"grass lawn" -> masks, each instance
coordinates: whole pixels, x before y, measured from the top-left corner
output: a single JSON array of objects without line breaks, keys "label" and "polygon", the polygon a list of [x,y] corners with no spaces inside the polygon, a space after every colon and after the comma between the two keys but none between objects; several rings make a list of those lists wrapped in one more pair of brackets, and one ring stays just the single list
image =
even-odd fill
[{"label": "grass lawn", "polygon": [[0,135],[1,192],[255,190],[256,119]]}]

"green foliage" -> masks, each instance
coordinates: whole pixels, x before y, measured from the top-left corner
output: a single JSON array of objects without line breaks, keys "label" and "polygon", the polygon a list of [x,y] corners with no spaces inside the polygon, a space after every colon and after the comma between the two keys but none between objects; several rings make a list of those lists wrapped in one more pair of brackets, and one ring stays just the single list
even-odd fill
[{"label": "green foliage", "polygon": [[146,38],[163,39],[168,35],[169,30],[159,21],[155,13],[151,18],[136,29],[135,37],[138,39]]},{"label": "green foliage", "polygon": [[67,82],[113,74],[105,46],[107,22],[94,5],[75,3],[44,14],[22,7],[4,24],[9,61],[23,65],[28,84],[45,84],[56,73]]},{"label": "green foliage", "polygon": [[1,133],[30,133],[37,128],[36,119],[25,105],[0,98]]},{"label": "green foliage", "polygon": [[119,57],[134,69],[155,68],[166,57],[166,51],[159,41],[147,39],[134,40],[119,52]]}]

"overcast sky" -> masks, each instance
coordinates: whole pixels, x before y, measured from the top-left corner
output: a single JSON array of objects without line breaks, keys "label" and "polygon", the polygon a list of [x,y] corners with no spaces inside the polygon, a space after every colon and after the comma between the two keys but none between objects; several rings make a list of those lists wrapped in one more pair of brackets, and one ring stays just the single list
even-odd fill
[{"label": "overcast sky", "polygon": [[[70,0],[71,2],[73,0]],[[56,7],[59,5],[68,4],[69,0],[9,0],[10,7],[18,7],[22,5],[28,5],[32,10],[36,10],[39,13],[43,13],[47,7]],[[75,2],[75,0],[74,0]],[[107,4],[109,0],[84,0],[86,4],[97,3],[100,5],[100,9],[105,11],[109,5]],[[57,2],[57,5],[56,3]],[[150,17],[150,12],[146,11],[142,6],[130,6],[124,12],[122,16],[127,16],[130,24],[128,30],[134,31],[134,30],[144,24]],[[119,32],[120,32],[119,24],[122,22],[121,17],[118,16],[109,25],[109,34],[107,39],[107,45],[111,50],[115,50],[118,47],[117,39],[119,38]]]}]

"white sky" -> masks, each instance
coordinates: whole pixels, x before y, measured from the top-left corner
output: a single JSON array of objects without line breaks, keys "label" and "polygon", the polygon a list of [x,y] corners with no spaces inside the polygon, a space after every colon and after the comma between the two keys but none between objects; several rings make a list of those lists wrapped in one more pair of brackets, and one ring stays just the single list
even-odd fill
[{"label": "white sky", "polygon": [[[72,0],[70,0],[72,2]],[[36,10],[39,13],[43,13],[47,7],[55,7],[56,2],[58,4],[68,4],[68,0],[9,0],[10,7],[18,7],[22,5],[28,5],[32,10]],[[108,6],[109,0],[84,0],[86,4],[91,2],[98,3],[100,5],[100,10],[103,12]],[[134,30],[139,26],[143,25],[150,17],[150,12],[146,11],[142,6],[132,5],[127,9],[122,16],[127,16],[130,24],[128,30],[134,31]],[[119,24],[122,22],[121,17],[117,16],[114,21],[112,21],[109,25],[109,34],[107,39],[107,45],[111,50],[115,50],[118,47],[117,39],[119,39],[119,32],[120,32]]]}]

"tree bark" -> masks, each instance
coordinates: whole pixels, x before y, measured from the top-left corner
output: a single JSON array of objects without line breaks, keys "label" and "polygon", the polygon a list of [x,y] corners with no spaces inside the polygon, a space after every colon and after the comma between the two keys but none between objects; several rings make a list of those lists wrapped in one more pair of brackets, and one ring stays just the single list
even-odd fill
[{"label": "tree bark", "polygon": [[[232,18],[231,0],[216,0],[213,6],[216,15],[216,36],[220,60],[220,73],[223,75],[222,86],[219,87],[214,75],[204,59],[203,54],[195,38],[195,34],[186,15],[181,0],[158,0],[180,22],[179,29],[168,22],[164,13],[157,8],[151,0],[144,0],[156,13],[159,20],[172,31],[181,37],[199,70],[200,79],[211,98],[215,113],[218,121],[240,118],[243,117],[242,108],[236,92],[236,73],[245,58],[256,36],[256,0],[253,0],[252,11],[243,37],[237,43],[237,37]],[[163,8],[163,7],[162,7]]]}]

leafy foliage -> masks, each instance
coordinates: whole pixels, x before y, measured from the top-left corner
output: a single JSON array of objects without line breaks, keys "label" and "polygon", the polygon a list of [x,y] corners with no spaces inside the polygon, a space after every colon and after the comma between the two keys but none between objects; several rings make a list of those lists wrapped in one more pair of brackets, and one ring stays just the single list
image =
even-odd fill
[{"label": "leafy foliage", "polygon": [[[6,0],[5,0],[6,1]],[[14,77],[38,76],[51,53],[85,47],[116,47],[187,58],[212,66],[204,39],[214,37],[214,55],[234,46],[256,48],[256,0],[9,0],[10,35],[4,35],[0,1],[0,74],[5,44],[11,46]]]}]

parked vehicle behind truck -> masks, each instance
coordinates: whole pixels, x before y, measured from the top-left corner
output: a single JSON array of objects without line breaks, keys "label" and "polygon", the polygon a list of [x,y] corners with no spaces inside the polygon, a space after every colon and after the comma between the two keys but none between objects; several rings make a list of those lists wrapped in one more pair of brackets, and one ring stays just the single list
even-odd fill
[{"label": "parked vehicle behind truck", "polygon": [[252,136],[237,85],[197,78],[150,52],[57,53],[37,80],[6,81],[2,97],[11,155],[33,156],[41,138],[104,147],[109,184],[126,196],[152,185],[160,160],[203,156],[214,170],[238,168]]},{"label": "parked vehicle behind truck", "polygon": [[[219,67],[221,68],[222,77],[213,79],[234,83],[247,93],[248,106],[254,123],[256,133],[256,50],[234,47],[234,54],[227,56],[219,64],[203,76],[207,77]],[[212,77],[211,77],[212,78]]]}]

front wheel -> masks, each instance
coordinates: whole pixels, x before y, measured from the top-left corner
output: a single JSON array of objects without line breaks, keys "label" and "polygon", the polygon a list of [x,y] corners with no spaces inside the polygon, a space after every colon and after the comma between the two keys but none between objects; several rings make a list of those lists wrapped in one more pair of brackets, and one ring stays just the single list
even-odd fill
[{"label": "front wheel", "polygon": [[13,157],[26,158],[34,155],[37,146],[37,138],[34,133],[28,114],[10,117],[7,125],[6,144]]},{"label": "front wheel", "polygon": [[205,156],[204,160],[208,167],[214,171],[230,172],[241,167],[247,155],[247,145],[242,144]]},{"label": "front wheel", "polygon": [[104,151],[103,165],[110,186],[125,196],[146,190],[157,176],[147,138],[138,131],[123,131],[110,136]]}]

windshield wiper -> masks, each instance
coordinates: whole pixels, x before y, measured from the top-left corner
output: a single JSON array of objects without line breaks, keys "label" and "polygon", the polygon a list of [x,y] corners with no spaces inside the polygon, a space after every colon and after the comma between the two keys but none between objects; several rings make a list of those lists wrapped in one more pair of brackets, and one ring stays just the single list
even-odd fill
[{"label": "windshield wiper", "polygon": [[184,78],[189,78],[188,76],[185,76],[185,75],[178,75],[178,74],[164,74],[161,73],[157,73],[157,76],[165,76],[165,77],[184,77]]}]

┄┄┄┄┄┄┄┄┄┄

• [WHAT THE EXERCISE ASKS]
Output every record above exactly as it appears.

• [OUTPUT OF THE EXERCISE]
"grass lawn" -> masks, each instance
coordinates: whole pixels, x before y, measured from the top-left corner
output: a single JSON array of objects without line breaks, keys "label" and "polygon", the polygon a list of [x,y] corners with no spaces inside the polygon, a space after every colon and after the comma between the two keys but none between objects; several rings make a list of those lists wrapped in one more pair of brackets, and one ring stays just the single list
image =
even-odd fill
[{"label": "grass lawn", "polygon": [[0,135],[1,192],[255,190],[256,119]]}]

"green foliage" -> masks, each instance
coordinates: whole pixels, x before y, measured from the top-left corner
output: a single JSON array of objects without line breaks, keys "label" and "polygon", the polygon a list of [x,y] corners with no spaces inside the polygon, a space after every colon and after the comma between the two keys but none between objects; several rings make a list of those lists wrapped in one more pair of brackets, and one ring stays just the single list
even-odd fill
[{"label": "green foliage", "polygon": [[146,38],[163,39],[168,35],[169,30],[159,21],[155,13],[151,18],[136,29],[135,37],[138,39]]},{"label": "green foliage", "polygon": [[67,82],[113,74],[105,46],[107,22],[94,5],[75,3],[44,14],[22,7],[4,24],[9,61],[23,65],[28,84],[45,84],[56,73]]},{"label": "green foliage", "polygon": [[1,133],[30,133],[37,128],[36,119],[25,105],[0,98]]},{"label": "green foliage", "polygon": [[119,57],[134,69],[155,68],[166,57],[166,51],[159,41],[147,39],[134,40],[119,52]]}]

"overcast sky" -> masks, each instance
coordinates: whole pixels, x before y, measured from the top-left corner
output: a single JSON array of objects without line breaks, keys "label" and "polygon", the polygon a list of [x,y] corners with no spaces inside the polygon, a space after every colon and after the comma between the two keys but none between objects; several rings make a list of those lists wrapped in one more pair of brackets, and one ring stays just the single list
even-odd fill
[{"label": "overcast sky", "polygon": [[[70,0],[71,2],[73,0]],[[56,7],[59,5],[68,4],[69,0],[9,0],[10,7],[18,7],[22,5],[28,5],[32,10],[36,10],[39,13],[43,13],[47,7]],[[75,2],[75,0],[74,0]],[[107,4],[109,0],[84,0],[86,4],[97,3],[100,5],[100,9],[105,11],[109,5]],[[57,2],[57,5],[56,3]],[[150,17],[150,12],[146,11],[142,6],[130,6],[124,12],[122,16],[127,16],[130,24],[128,30],[134,31],[134,30],[144,24]],[[119,32],[120,32],[119,24],[122,22],[121,17],[118,16],[109,25],[109,34],[107,39],[107,45],[111,50],[115,50],[118,47],[117,39],[119,38]]]}]

"white sky" -> masks, each instance
coordinates: whole pixels, x before y, measured from the top-left corner
output: a single JSON array of objects without line breaks, keys "label" and "polygon", the polygon a list of [x,y] corners with no spaces inside the polygon, a space after every colon and after the comma between the two keys but none between objects; several rings make a list of those lists wrapped in one more pair of brackets, and one ring stays just the single list
even-odd fill
[{"label": "white sky", "polygon": [[[72,0],[70,0],[72,2]],[[36,10],[39,13],[43,13],[47,7],[55,7],[56,2],[58,4],[68,4],[68,0],[9,0],[10,7],[18,7],[22,5],[28,5],[32,10]],[[108,6],[109,0],[84,0],[86,4],[91,2],[98,3],[100,5],[100,10],[103,12]],[[134,30],[139,26],[143,25],[150,17],[150,12],[146,11],[142,6],[132,5],[127,9],[122,16],[127,16],[130,24],[128,30],[134,31]],[[119,24],[122,22],[121,17],[117,16],[114,21],[112,21],[109,25],[109,34],[107,39],[107,45],[111,50],[115,50],[118,47],[117,39],[119,39],[119,32],[120,32]]]}]

"tree bark" -> masks, each instance
coordinates: whole pixels, x before y, measured from the top-left corner
output: a single JSON array of objects without line breaks, keys "label" and "polygon", the polygon a list of [x,y] corners with no spaces inside the polygon, a space after every colon and after the comma between the two keys but none between objects; several rings make a list of those lists wrapped in one more pair of brackets, and one ring stays just the single list
even-odd fill
[{"label": "tree bark", "polygon": [[[232,18],[231,0],[216,0],[213,6],[216,15],[216,36],[220,60],[220,73],[223,75],[222,86],[219,87],[214,75],[204,59],[203,54],[195,38],[195,34],[186,15],[181,0],[158,0],[180,22],[179,29],[168,22],[164,13],[157,8],[151,0],[144,0],[156,13],[159,20],[172,31],[181,37],[199,70],[200,79],[211,98],[215,113],[218,121],[240,118],[243,117],[242,108],[236,92],[236,73],[245,58],[256,36],[256,0],[253,0],[252,11],[243,37],[237,43],[237,37]],[[163,8],[163,7],[162,7]]]}]

leafy foliage -> masks, each instance
coordinates: whole pixels, x before y, measured from the top-left corner
output: a single JSON array of objects without line breaks, keys "label" and "polygon", the polygon a list of [x,y] corners with no spaces inside the polygon, a space after every colon and after the comma between the two keys but none between objects; several rings make a list of those lists wrapped in one more pair of brackets, and one ring stays just the single list
image =
even-odd fill
[{"label": "leafy foliage", "polygon": [[[6,0],[5,0],[6,1]],[[14,77],[38,76],[51,53],[85,47],[116,47],[187,58],[212,66],[204,39],[214,37],[214,55],[234,46],[256,48],[256,0],[9,0],[10,35],[4,35],[0,1],[0,74],[5,44],[11,46]]]}]

parked vehicle behind truck -> masks, each instance
coordinates: whole pixels, x before y, measured from the top-left corner
output: a single JSON array of objects without line breaks, keys "label" and "polygon", the polygon a list of [x,y] corners with no spaces inside the polygon, a space after every colon and after the comma between the two keys but none between objects; several rings make a list of those lists wrapped in one more pair of brackets, and one ring stays just the single list
even-odd fill
[{"label": "parked vehicle behind truck", "polygon": [[252,136],[237,85],[197,78],[150,52],[57,53],[37,80],[6,81],[2,97],[11,155],[33,156],[41,138],[104,147],[109,184],[126,196],[152,185],[160,160],[203,156],[214,170],[238,168]]},{"label": "parked vehicle behind truck", "polygon": [[[219,67],[221,68],[222,77],[213,79],[234,83],[247,93],[248,106],[254,123],[256,133],[256,50],[234,47],[234,54],[227,56],[219,64],[203,76],[207,77]],[[212,77],[211,77],[212,78]]]}]

front wheel -> masks, each instance
coordinates: whole pixels, x before y, measured from the top-left corner
output: a single JSON array of objects without line breaks, keys "label" and "polygon", the polygon a list of [x,y] corners with no spaces inside the polygon, a space after every colon and after the comma between the two keys but none between objects; several rings make a list of those lists wrapped in one more pair of brackets, and one ring stays just the single list
even-odd fill
[{"label": "front wheel", "polygon": [[13,157],[26,158],[34,155],[37,146],[37,138],[34,133],[28,114],[10,117],[7,125],[6,144]]},{"label": "front wheel", "polygon": [[205,156],[204,160],[208,167],[214,171],[230,172],[241,167],[247,155],[247,145],[242,144]]},{"label": "front wheel", "polygon": [[104,151],[103,165],[110,186],[125,196],[146,190],[157,176],[147,138],[138,131],[123,131],[110,136]]}]

windshield wiper -> masks, each instance
coordinates: whole pixels, x before y, measured from the top-left corner
output: a single JSON array of objects without line breaks, keys "label" and "polygon", the polygon a list of [x,y] corners with no spaces inside the polygon, a space after every colon and after the comma between the two keys but none between objects; several rings make a list of those lists wrapped in one more pair of brackets, and one ring stays just the single list
even-odd fill
[{"label": "windshield wiper", "polygon": [[184,78],[189,78],[188,76],[185,76],[185,75],[178,75],[178,74],[164,74],[161,73],[157,73],[157,76],[165,76],[165,77],[184,77]]}]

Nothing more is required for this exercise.